=== Extracted records ===
>> Begin

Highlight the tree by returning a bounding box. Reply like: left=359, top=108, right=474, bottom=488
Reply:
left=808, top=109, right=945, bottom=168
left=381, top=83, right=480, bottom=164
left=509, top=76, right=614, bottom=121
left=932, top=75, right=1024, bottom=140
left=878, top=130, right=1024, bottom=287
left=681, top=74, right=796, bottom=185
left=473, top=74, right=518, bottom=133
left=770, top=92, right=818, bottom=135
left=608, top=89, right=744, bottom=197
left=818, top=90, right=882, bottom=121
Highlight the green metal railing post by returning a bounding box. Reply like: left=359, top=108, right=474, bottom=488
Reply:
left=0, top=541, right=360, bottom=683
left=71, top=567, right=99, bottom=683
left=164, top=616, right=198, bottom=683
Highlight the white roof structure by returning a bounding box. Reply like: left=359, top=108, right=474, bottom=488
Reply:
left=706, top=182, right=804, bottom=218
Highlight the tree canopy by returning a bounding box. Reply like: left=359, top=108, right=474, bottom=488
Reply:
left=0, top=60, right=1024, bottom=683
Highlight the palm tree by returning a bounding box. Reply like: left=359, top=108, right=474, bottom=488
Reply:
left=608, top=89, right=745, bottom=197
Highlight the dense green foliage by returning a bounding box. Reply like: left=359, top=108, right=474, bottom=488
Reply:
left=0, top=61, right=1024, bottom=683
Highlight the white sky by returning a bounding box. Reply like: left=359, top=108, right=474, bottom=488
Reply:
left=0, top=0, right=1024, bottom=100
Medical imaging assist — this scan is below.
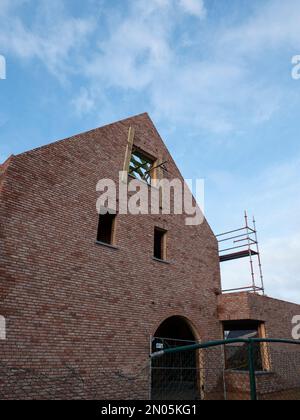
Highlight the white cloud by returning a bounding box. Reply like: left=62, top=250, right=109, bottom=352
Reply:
left=179, top=0, right=206, bottom=18
left=0, top=0, right=95, bottom=79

>> End

=== Brief ===
Give every line of the listing above as a numbered list, leaving out blank lines and any pictures.

=== Response for this exercise ===
1. Highlight the tree by returning a bounding box. Reply like: left=359, top=108, right=474, bottom=488
2. Reply:
3. left=808, top=109, right=945, bottom=168
4. left=381, top=83, right=480, bottom=164
5. left=509, top=76, right=614, bottom=121
6. left=932, top=75, right=1024, bottom=140
7. left=878, top=130, right=1024, bottom=287
8. left=681, top=74, right=796, bottom=185
9. left=473, top=74, right=518, bottom=133
10. left=770, top=92, right=818, bottom=135
11. left=608, top=89, right=744, bottom=197
12. left=818, top=90, right=882, bottom=121
13. Highlight the green metal railing post by returning a bounding box. Reply like: left=359, top=108, right=474, bottom=488
14. Reply:
15. left=0, top=541, right=360, bottom=683
16. left=71, top=567, right=99, bottom=683
17. left=164, top=616, right=198, bottom=683
18. Highlight the white roof structure by returning a bounding box. Reply like: left=359, top=108, right=474, bottom=488
19. Reply:
20. left=706, top=182, right=804, bottom=218
21. Highlight the tree canopy by returning a bounding box. Reply like: left=359, top=108, right=474, bottom=488
22. Reply:
23. left=0, top=60, right=1024, bottom=683
24. Highlight the palm tree by returning a bounding box. Reply like: left=359, top=108, right=474, bottom=488
25. Reply:
26. left=608, top=89, right=745, bottom=197
27. Highlight the dense green foliage by returning a bounding box. Reply like: left=359, top=108, right=474, bottom=488
28. Reply:
29. left=0, top=61, right=1024, bottom=683
30. Highlight the white sky by returning a bounding box. Reply like: left=359, top=108, right=474, bottom=488
31. Reply:
32. left=0, top=0, right=1024, bottom=100
33. Medical imaging assist — this scan is below.
34. Highlight the white cloud by returning a bounding box. Reply like: left=62, top=250, right=109, bottom=352
35. Reply:
36. left=179, top=0, right=206, bottom=18
37. left=0, top=0, right=95, bottom=79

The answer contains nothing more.